*WORK TO DO*. Collect every line of the listing in which the string "surface" appears.

## start EXCERPTED RECORDS

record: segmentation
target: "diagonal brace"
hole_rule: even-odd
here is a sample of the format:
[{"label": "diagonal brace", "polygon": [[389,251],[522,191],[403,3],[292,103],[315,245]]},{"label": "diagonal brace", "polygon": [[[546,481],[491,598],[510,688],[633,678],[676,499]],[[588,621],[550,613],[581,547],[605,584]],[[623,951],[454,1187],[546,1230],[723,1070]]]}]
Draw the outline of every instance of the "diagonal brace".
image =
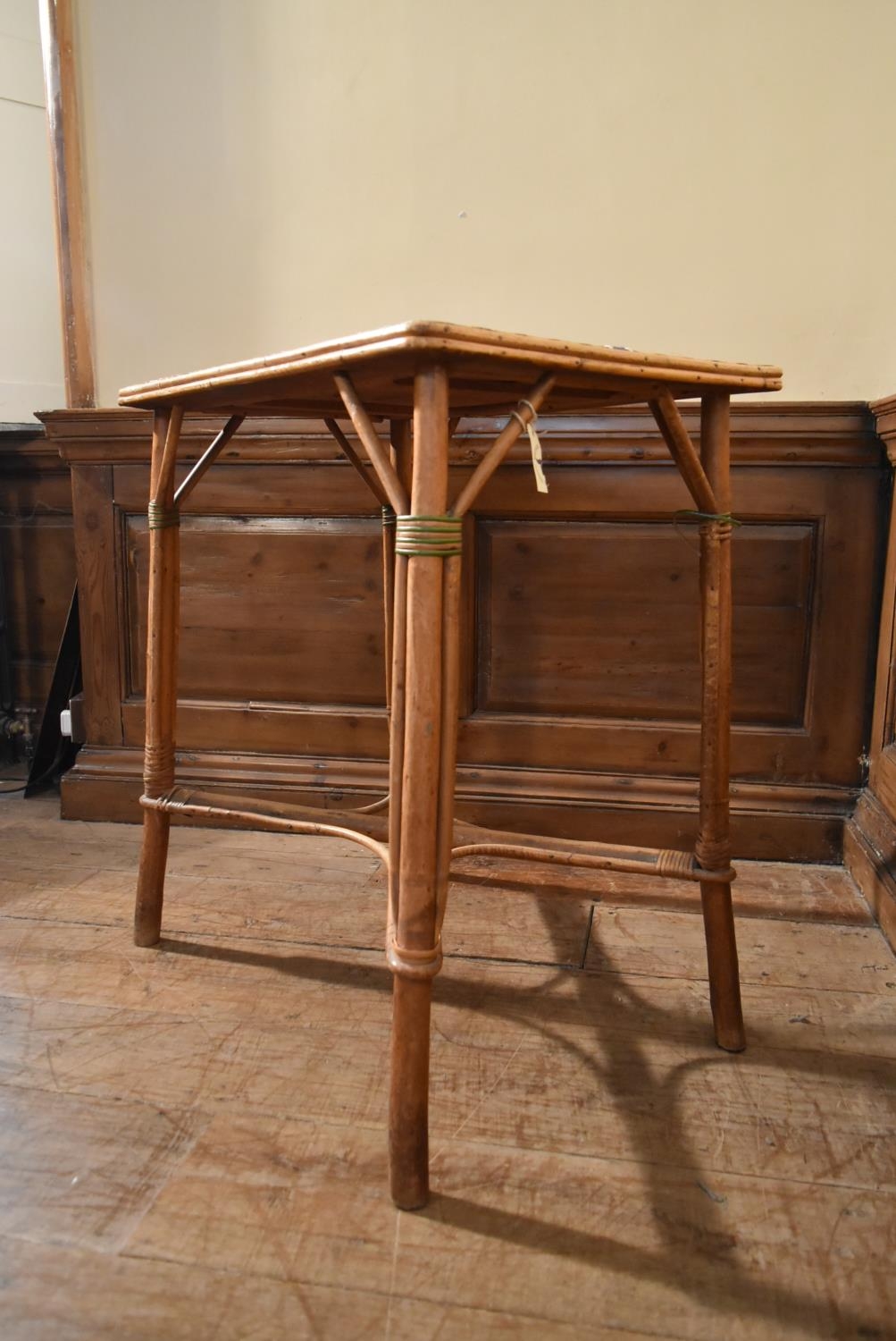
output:
[{"label": "diagonal brace", "polygon": [[550,373],[545,373],[529,392],[529,404],[526,405],[524,401],[520,401],[520,409],[513,418],[508,420],[451,504],[451,516],[463,516],[463,514],[473,507],[483,487],[489,483],[497,468],[501,465],[501,461],[522,433],[525,425],[536,417],[546,401],[554,382],[556,377]]},{"label": "diagonal brace", "polygon": [[355,467],[355,469],[360,475],[367,488],[371,491],[371,493],[374,493],[376,502],[380,503],[383,507],[390,507],[388,495],[386,493],[386,489],[380,484],[379,476],[370,473],[370,471],[362,461],[360,456],[358,455],[355,448],[351,445],[343,430],[340,429],[336,420],[324,420],[324,424],[327,425],[332,436],[336,439],[336,443],[342,448],[343,455],[348,457],[348,460]]},{"label": "diagonal brace", "polygon": [[177,489],[174,491],[174,504],[175,507],[183,503],[183,500],[193,492],[196,485],[200,483],[209,465],[218,459],[224,448],[228,445],[236,430],[240,428],[245,418],[245,414],[232,414],[226,421],[221,432],[212,440],[209,447],[206,447],[202,456],[198,459],[193,469],[181,480]]},{"label": "diagonal brace", "polygon": [[383,491],[386,492],[392,512],[399,516],[406,514],[410,508],[410,499],[404,485],[395,473],[395,467],[390,460],[388,448],[380,440],[370,414],[364,409],[364,405],[355,390],[355,384],[347,373],[336,373],[333,381],[336,382],[336,390],[342,397],[342,402],[346,406],[348,417],[355,426],[355,432],[370,456],[370,464],[374,467],[376,477],[383,485]]},{"label": "diagonal brace", "polygon": [[700,512],[718,512],[719,507],[713,491],[713,485],[706,477],[706,471],[696,455],[696,448],[691,443],[684,428],[684,420],[674,398],[668,392],[660,392],[655,401],[650,401],[650,408],[656,420],[656,425],[666,440],[666,445],[678,465],[682,479],[687,484],[688,492]]}]

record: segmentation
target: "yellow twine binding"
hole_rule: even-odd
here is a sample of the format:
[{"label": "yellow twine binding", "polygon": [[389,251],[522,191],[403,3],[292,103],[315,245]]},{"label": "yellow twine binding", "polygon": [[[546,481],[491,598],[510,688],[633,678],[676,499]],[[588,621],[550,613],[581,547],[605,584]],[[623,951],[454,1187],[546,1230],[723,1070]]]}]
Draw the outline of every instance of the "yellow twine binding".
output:
[{"label": "yellow twine binding", "polygon": [[395,552],[445,559],[463,552],[463,519],[459,516],[396,516]]}]

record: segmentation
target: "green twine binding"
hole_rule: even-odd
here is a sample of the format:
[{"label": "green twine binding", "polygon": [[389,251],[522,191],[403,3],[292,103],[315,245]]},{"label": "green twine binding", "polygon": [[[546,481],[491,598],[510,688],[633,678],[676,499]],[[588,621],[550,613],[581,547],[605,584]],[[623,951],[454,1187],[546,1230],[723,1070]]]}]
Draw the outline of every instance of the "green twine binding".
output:
[{"label": "green twine binding", "polygon": [[721,526],[743,526],[743,522],[738,522],[730,512],[696,512],[694,508],[682,507],[675,514],[676,522],[679,518],[687,518],[690,522],[718,522]]},{"label": "green twine binding", "polygon": [[395,552],[408,558],[446,559],[463,548],[459,516],[396,516]]}]

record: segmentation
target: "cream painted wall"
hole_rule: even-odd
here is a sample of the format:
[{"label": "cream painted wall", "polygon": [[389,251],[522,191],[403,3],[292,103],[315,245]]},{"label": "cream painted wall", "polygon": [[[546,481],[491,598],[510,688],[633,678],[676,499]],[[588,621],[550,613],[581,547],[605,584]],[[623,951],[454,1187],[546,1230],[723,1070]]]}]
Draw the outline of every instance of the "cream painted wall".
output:
[{"label": "cream painted wall", "polygon": [[0,0],[0,422],[66,404],[36,0]]},{"label": "cream painted wall", "polygon": [[410,316],[896,390],[893,0],[80,0],[100,398]]}]

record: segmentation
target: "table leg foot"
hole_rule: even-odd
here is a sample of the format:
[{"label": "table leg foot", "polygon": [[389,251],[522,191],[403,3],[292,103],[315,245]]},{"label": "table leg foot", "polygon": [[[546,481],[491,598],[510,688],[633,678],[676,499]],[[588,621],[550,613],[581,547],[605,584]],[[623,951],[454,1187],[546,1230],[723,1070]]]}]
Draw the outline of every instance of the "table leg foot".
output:
[{"label": "table leg foot", "polygon": [[134,944],[158,945],[162,935],[162,898],[170,817],[161,810],[143,813],[143,846],[137,877],[134,908]]},{"label": "table leg foot", "polygon": [[700,901],[703,904],[715,1042],[727,1053],[742,1053],[746,1047],[746,1034],[741,1010],[738,947],[734,935],[730,886],[708,880],[702,881]]},{"label": "table leg foot", "polygon": [[429,1071],[431,980],[394,978],[388,1165],[392,1200],[419,1211],[430,1195]]}]

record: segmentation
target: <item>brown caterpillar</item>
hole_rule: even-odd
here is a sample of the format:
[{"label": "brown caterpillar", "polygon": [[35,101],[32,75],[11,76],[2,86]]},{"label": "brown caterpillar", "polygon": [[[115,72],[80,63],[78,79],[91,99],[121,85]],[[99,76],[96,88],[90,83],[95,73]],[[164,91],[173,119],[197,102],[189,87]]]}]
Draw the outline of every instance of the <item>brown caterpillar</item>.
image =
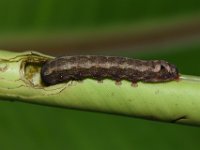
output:
[{"label": "brown caterpillar", "polygon": [[47,85],[86,78],[133,83],[164,82],[179,78],[175,65],[164,60],[138,60],[115,56],[63,56],[47,61],[41,69]]}]

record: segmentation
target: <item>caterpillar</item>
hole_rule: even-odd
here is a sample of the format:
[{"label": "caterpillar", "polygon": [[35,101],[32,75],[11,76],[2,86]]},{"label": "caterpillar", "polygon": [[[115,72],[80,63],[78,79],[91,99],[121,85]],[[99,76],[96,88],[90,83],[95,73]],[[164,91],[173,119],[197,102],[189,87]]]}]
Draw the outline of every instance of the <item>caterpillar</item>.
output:
[{"label": "caterpillar", "polygon": [[166,82],[179,78],[175,65],[164,60],[139,60],[117,56],[62,56],[47,61],[41,68],[42,81],[47,85],[84,80],[86,78],[133,83]]}]

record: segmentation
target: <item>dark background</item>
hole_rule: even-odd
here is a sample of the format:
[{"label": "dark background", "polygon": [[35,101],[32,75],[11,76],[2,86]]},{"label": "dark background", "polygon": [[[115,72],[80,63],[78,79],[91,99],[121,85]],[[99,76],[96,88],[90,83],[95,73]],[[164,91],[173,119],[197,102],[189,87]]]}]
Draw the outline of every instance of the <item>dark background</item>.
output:
[{"label": "dark background", "polygon": [[[1,0],[0,49],[165,59],[200,75],[200,1]],[[199,149],[200,128],[0,101],[0,149]]]}]

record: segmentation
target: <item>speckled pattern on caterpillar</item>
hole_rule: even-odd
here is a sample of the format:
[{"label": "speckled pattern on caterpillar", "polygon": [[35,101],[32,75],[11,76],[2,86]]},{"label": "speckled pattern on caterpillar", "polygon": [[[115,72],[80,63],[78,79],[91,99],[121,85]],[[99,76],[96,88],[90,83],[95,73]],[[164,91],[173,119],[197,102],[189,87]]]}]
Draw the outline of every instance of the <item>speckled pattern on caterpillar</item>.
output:
[{"label": "speckled pattern on caterpillar", "polygon": [[47,85],[86,78],[133,83],[165,82],[179,78],[175,65],[164,60],[139,60],[117,56],[63,56],[47,61],[41,69]]}]

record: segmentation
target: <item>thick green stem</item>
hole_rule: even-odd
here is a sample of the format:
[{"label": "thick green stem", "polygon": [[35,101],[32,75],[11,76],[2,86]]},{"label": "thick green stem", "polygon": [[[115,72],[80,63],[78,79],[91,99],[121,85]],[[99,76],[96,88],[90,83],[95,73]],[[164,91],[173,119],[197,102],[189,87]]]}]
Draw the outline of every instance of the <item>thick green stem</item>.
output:
[{"label": "thick green stem", "polygon": [[200,125],[200,77],[181,75],[177,81],[134,86],[109,79],[45,86],[40,69],[51,58],[0,51],[0,99]]}]

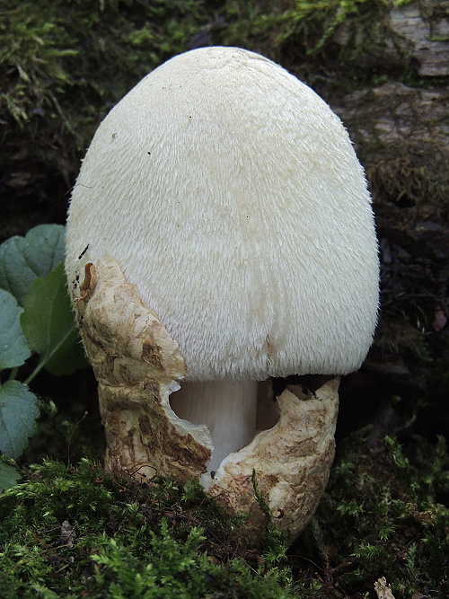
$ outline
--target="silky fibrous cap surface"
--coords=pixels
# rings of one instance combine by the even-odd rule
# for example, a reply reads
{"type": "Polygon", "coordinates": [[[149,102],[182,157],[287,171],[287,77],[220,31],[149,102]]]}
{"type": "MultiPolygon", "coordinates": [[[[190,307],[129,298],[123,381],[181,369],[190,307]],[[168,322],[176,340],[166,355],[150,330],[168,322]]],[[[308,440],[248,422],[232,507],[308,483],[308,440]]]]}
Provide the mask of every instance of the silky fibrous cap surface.
{"type": "Polygon", "coordinates": [[[247,50],[177,56],[102,121],[73,191],[69,284],[105,256],[187,380],[347,374],[372,342],[377,242],[348,133],[247,50]]]}

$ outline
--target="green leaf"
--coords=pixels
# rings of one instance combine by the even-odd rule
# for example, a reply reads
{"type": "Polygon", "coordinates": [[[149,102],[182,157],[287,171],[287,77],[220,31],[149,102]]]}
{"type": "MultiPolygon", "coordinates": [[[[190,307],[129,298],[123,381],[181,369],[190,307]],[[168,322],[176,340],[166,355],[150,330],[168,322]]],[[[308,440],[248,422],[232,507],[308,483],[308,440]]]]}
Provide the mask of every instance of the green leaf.
{"type": "Polygon", "coordinates": [[[22,332],[22,312],[13,295],[0,289],[0,370],[21,366],[31,355],[22,332]]]}
{"type": "Polygon", "coordinates": [[[68,297],[64,265],[37,278],[23,298],[21,323],[30,346],[40,356],[38,371],[70,374],[86,365],[68,297]]]}
{"type": "Polygon", "coordinates": [[[0,287],[22,304],[32,282],[64,260],[64,243],[62,225],[39,225],[25,237],[7,239],[0,245],[0,287]]]}
{"type": "Polygon", "coordinates": [[[7,381],[0,387],[0,450],[18,458],[36,433],[38,398],[19,381],[7,381]]]}
{"type": "Polygon", "coordinates": [[[3,493],[7,489],[11,489],[11,487],[15,487],[17,480],[21,477],[13,466],[6,463],[4,458],[5,456],[4,455],[0,460],[0,493],[3,493]]]}

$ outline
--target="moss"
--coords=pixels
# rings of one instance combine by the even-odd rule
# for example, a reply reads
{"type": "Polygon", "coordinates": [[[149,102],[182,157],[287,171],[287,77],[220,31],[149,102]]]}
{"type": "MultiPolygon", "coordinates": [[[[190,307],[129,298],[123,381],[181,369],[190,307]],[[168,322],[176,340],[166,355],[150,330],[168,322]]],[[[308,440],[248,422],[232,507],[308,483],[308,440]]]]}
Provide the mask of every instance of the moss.
{"type": "Polygon", "coordinates": [[[0,498],[4,597],[294,596],[199,485],[117,480],[46,460],[0,498]]]}
{"type": "Polygon", "coordinates": [[[432,446],[420,438],[408,456],[407,445],[388,436],[374,443],[372,433],[366,427],[345,443],[303,542],[334,592],[371,597],[374,582],[385,577],[396,599],[443,599],[449,594],[449,508],[440,503],[449,492],[445,442],[432,446]]]}

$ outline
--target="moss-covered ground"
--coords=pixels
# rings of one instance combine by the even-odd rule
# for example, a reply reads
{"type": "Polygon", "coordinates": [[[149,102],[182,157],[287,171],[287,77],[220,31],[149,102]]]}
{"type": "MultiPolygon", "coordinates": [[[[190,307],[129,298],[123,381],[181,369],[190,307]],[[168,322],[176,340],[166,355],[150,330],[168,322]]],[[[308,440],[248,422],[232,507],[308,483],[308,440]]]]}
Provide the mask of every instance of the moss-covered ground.
{"type": "MultiPolygon", "coordinates": [[[[3,0],[0,241],[65,222],[101,119],[179,52],[260,51],[336,106],[354,91],[369,100],[389,82],[446,89],[447,78],[418,74],[389,26],[403,4],[3,0]]],[[[419,6],[429,19],[440,4],[419,6]]],[[[446,145],[431,137],[424,146],[413,134],[358,138],[361,121],[369,130],[370,115],[389,112],[383,101],[376,110],[359,102],[346,121],[374,199],[380,325],[367,362],[342,383],[336,462],[301,538],[284,547],[273,519],[248,543],[240,520],[196,485],[109,477],[92,373],[42,372],[40,433],[20,461],[21,483],[0,497],[2,597],[375,599],[381,577],[396,599],[449,596],[446,145]]]]}

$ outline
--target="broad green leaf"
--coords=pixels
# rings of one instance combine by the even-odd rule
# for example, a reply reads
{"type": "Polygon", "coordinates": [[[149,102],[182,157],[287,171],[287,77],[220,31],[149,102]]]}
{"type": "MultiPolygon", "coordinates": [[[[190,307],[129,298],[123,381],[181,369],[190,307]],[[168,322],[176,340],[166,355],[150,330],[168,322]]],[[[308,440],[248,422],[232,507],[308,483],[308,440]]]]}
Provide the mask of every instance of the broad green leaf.
{"type": "Polygon", "coordinates": [[[0,387],[0,450],[15,459],[36,433],[38,398],[19,381],[6,381],[0,387]]]}
{"type": "Polygon", "coordinates": [[[11,487],[15,487],[17,480],[21,478],[15,468],[4,460],[4,456],[0,460],[0,493],[11,487]]]}
{"type": "Polygon", "coordinates": [[[21,366],[31,355],[22,332],[22,312],[13,295],[0,289],[0,370],[21,366]]]}
{"type": "Polygon", "coordinates": [[[65,227],[39,225],[25,237],[11,237],[0,245],[0,287],[22,304],[32,282],[45,277],[64,260],[65,227]]]}
{"type": "Polygon", "coordinates": [[[23,298],[21,323],[40,367],[52,374],[70,374],[86,365],[70,304],[63,264],[47,278],[37,278],[23,298]]]}

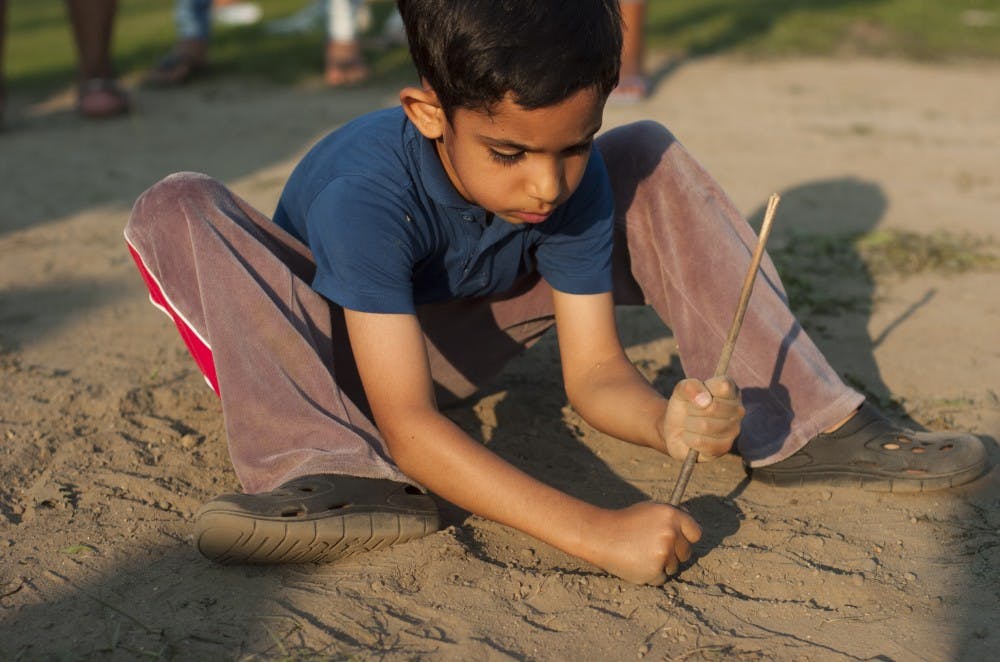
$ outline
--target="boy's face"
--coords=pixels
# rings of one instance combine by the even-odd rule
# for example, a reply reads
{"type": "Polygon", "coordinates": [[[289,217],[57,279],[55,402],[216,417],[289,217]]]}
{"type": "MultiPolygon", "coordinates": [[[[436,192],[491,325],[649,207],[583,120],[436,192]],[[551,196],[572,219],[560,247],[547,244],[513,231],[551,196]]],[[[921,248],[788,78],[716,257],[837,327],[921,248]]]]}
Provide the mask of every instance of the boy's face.
{"type": "Polygon", "coordinates": [[[490,113],[458,109],[435,145],[466,200],[508,223],[541,223],[579,185],[604,101],[585,89],[536,110],[509,97],[490,113]]]}

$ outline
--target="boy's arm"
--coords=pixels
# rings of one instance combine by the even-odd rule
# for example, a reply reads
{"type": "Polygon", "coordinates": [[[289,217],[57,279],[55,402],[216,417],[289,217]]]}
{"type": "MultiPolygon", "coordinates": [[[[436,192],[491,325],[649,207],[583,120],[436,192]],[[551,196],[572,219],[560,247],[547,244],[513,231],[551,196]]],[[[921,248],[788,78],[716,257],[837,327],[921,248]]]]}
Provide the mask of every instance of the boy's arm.
{"type": "Polygon", "coordinates": [[[379,431],[408,476],[473,513],[515,527],[637,583],[662,583],[700,537],[685,513],[643,503],[606,510],[528,476],[437,411],[413,315],[345,310],[379,431]]]}
{"type": "Polygon", "coordinates": [[[667,400],[625,356],[610,293],[553,297],[566,393],[584,420],[676,459],[689,448],[704,459],[729,451],[743,418],[732,380],[685,379],[667,400]]]}

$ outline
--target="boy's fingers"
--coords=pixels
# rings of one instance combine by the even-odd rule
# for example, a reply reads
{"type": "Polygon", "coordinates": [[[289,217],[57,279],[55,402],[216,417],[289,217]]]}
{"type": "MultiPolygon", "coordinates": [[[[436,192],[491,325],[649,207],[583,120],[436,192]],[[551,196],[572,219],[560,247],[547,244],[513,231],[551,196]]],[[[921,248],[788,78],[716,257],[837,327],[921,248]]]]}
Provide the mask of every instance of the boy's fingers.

## end EXCERPTED RECORDS

*ANSWER*.
--target="silky fibrous cap surface"
Provide the mask of every instance of the silky fibrous cap surface.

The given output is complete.